-- START OF INPUT RECORDS --

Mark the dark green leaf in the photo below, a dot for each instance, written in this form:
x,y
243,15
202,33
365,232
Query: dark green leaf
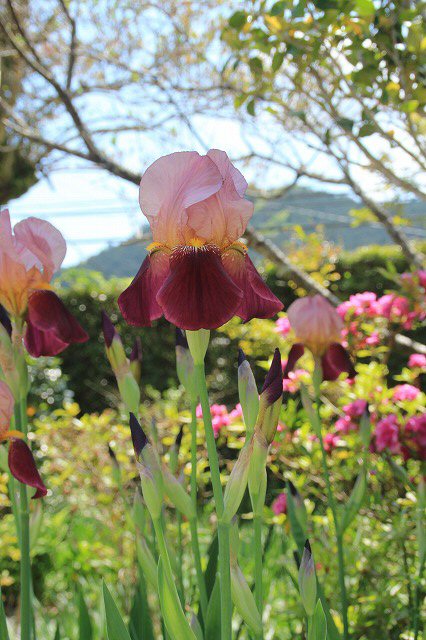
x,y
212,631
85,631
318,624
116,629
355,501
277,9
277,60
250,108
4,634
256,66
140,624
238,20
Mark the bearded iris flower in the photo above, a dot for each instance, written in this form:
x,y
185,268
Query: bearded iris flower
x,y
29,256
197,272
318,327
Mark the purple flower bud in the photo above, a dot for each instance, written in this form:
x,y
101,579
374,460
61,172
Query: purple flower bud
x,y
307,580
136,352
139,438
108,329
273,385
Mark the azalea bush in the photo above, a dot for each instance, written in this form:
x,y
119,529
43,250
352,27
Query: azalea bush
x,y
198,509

-- END OF INPUT RECORDS --
-- START OF INPUT RECORDS --

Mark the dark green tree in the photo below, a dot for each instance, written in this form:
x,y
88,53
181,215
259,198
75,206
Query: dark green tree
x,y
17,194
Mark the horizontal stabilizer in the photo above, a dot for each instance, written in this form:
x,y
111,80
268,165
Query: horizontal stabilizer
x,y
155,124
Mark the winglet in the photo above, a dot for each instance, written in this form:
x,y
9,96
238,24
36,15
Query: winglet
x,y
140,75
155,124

-- END OF INPUT RECORDS --
-- START OF INPUT RECORDS --

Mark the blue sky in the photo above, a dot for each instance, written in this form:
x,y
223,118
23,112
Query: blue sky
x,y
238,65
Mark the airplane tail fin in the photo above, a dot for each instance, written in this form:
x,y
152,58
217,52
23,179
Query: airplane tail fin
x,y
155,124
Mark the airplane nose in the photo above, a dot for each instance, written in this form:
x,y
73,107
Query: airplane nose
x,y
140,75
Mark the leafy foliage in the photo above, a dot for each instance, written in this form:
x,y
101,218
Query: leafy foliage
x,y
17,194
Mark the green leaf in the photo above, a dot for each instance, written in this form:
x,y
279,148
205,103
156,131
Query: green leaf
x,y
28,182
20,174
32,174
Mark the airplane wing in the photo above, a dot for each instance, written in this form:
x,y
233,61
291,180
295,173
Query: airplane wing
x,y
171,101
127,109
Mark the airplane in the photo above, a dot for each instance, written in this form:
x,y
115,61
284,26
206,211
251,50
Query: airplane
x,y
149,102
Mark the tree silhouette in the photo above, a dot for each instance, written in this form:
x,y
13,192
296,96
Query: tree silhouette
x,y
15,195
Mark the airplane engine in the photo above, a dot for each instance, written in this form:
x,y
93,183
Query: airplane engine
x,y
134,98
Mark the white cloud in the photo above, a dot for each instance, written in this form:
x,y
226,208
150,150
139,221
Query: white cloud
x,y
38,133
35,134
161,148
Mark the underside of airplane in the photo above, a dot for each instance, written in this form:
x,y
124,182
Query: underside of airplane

-- END OF INPUT RECORDS --

• WORK REQUIRED: Which lines in the listing above contain the word "white"? Show each of them in full.

• EXERCISE OUTPUT:
Mark the white cloud in the photo above, a dot for each instance, written in this form:
Query: white cloud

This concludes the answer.